== TRY IT ==
Starting at the first line of the data and ending at the line with "TARGET = green herb leaf", copy each line exactly. Include both of those lines, but no pictures.

═══ SUPPLIED DATA ═══

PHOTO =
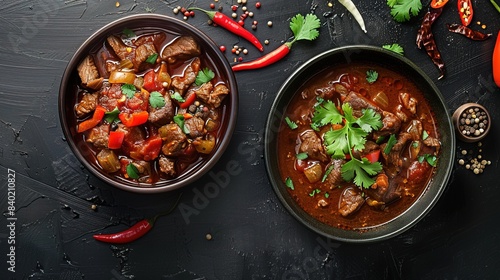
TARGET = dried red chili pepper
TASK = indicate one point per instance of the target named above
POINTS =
(135, 232)
(467, 32)
(425, 38)
(264, 60)
(465, 11)
(231, 25)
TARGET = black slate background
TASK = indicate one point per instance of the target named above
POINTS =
(253, 237)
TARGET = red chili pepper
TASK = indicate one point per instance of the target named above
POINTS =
(231, 25)
(92, 122)
(134, 119)
(438, 3)
(465, 11)
(136, 231)
(115, 139)
(264, 60)
(496, 61)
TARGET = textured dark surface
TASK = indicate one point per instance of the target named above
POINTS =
(253, 237)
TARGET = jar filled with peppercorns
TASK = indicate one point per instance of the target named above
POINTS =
(472, 122)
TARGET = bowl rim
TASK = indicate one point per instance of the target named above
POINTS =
(156, 21)
(296, 211)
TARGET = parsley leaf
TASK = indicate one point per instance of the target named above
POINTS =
(395, 48)
(111, 116)
(156, 100)
(351, 137)
(204, 76)
(402, 10)
(305, 28)
(371, 76)
(152, 58)
(291, 123)
(177, 97)
(289, 183)
(179, 120)
(132, 171)
(128, 90)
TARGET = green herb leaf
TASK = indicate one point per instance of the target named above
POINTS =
(128, 33)
(177, 97)
(128, 90)
(132, 171)
(289, 183)
(204, 76)
(395, 48)
(156, 100)
(291, 123)
(305, 28)
(371, 76)
(111, 116)
(352, 136)
(390, 143)
(431, 159)
(301, 156)
(152, 58)
(179, 120)
(402, 10)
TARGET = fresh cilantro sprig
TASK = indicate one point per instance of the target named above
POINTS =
(402, 10)
(351, 137)
(204, 76)
(397, 48)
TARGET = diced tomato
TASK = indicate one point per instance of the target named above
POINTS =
(151, 82)
(92, 122)
(134, 119)
(300, 165)
(436, 4)
(115, 139)
(373, 156)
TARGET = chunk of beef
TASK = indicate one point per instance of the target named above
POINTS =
(211, 95)
(142, 53)
(88, 73)
(87, 104)
(350, 201)
(121, 50)
(184, 47)
(181, 83)
(167, 166)
(334, 178)
(99, 136)
(174, 139)
(196, 127)
(311, 144)
(163, 115)
(409, 102)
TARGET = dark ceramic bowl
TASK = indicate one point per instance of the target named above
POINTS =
(70, 81)
(390, 60)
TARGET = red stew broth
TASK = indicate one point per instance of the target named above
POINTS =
(300, 110)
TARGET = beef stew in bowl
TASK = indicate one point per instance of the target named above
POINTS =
(359, 145)
(148, 103)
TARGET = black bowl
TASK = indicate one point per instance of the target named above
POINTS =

═══

== FINAL ANSWER ==
PHOTO =
TARGET = dried red chili pepper
TASK = indicate one point per instance of the target named above
POINTS =
(135, 232)
(467, 32)
(425, 38)
(264, 60)
(465, 11)
(231, 25)
TARGET = black slate background
TASK = indicate one point per instance of the target named above
POINTS =
(253, 237)
TARGET = red chili pepper
TASK = indicate one point per instance of the target named above
POINTS =
(231, 25)
(92, 122)
(134, 119)
(438, 3)
(465, 11)
(136, 231)
(115, 139)
(264, 60)
(496, 61)
TARGET = textured dark surface
TASK = indicate one point per instance of the target named above
POINTS =
(253, 237)
TARGET = jar filled with peppercorns
TASK = indicate one point per instance of the target named above
POINTS =
(472, 122)
TARGET = bowl rim
TASK = indicate one point per instance of the target named above
POINTS =
(156, 21)
(296, 211)
TARGET = parsley leaf
TASK = indicate one point per instance of the target named above
POINTS =
(395, 48)
(111, 116)
(156, 100)
(351, 137)
(204, 76)
(402, 10)
(305, 28)
(371, 76)
(152, 58)
(291, 123)
(177, 97)
(289, 183)
(179, 120)
(132, 171)
(128, 90)
TARGET = green herb leaf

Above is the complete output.